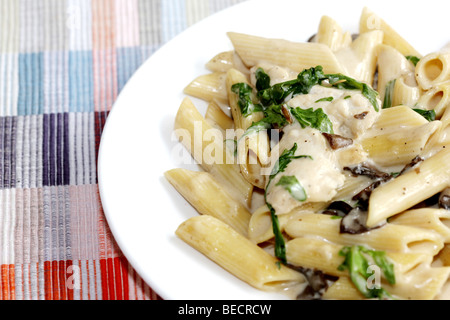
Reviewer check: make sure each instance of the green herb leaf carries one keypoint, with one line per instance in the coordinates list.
(413, 59)
(245, 102)
(293, 186)
(302, 85)
(280, 166)
(316, 119)
(430, 115)
(328, 99)
(262, 80)
(341, 81)
(273, 117)
(389, 94)
(286, 157)
(357, 264)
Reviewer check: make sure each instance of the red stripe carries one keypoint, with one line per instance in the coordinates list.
(47, 280)
(54, 279)
(126, 288)
(5, 282)
(69, 289)
(63, 279)
(104, 274)
(118, 278)
(110, 279)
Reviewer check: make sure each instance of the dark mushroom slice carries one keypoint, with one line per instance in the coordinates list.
(444, 199)
(336, 141)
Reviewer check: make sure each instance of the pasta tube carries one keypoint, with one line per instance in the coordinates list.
(293, 55)
(402, 193)
(207, 196)
(192, 129)
(238, 255)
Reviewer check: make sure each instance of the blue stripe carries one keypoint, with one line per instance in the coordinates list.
(128, 61)
(173, 18)
(81, 81)
(31, 88)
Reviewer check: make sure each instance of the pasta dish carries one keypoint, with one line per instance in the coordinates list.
(325, 164)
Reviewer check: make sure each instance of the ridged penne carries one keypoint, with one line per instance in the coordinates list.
(293, 55)
(314, 253)
(427, 218)
(398, 146)
(191, 128)
(208, 87)
(389, 237)
(429, 178)
(433, 69)
(391, 66)
(360, 58)
(406, 91)
(252, 150)
(331, 34)
(218, 117)
(319, 160)
(224, 61)
(208, 197)
(238, 255)
(370, 21)
(437, 98)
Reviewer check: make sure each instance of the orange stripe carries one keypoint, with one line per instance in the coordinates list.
(104, 274)
(110, 279)
(5, 281)
(48, 280)
(126, 288)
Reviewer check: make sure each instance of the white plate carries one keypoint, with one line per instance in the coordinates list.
(142, 209)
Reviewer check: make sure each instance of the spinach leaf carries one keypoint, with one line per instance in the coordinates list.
(245, 102)
(357, 264)
(430, 115)
(341, 81)
(280, 166)
(293, 186)
(327, 99)
(316, 119)
(389, 94)
(413, 59)
(302, 85)
(273, 117)
(262, 80)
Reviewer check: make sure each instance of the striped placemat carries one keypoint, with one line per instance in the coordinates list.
(62, 65)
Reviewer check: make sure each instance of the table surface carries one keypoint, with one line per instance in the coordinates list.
(62, 65)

_ _ _ _ _

> [WHAT TO WORK ON]: Your job is to copy every entry exactly. Omit the pictures.

> [RESULT OF THE TASK]:
Reviewer check: make sure each instance of the green herb leaf carries one keypoint, with one line per instance in the coordinates list.
(413, 59)
(245, 102)
(293, 186)
(302, 85)
(280, 166)
(316, 119)
(430, 115)
(328, 99)
(262, 80)
(341, 81)
(273, 117)
(389, 94)
(286, 157)
(357, 264)
Reviewer check: make sure each instance of the red stripe carries one keypoint, with one line per instance in the coordinates list.
(47, 280)
(54, 279)
(126, 288)
(5, 282)
(69, 289)
(63, 279)
(104, 274)
(118, 278)
(110, 279)
Reviewer check: make sure each instance of the dark mushroom slice carries one keypoint, with one line per instance in the coordinates list.
(444, 199)
(336, 141)
Reviewer check: make sure each instance of the pasta tube carries one keypoint, with one line per instance in the coordinates list.
(293, 55)
(402, 193)
(207, 196)
(192, 129)
(238, 255)
Reviewer check: make sure each instance of the blue stripe carries one keypoint, with one line per instance in the coordinates list.
(128, 61)
(173, 18)
(81, 81)
(31, 88)
Reviewer check: make sure each instance of the pasta dish carries one keypoint, with one line per instance in the coordinates list.
(325, 164)
Reviewer check: make sure each instance of the ridged penne carries one keypoint, with one line per instance in the coordinates list.
(293, 55)
(314, 253)
(427, 218)
(398, 146)
(191, 128)
(208, 87)
(389, 237)
(429, 178)
(433, 69)
(391, 66)
(360, 58)
(406, 91)
(252, 150)
(331, 34)
(218, 117)
(319, 160)
(224, 61)
(208, 197)
(238, 255)
(370, 21)
(437, 98)
Reviewer check: make sure each instance of the orange stripe carries one keypoint, with one line per instance in the coordinates list.
(104, 274)
(110, 279)
(5, 281)
(48, 280)
(126, 288)
Reviewer check: make sure each instance of the white plate carries one keypoint, with one line per instance in the coordinates list.
(142, 209)
Reviewer check: make sure each instance of the spinach leaf carries one keypoint, with one line per instance in the coordinates list.
(245, 102)
(357, 264)
(430, 115)
(341, 81)
(280, 166)
(293, 186)
(327, 99)
(316, 119)
(389, 94)
(413, 59)
(302, 85)
(273, 117)
(262, 80)
Reviewer check: make sure each instance of the striped placemat carries one keypoint, with one line per instance in the coordinates list.
(62, 65)
Reviewer check: make sure each instance of the table surface carries one keypoint, with one line per instance in the coordinates list.
(62, 65)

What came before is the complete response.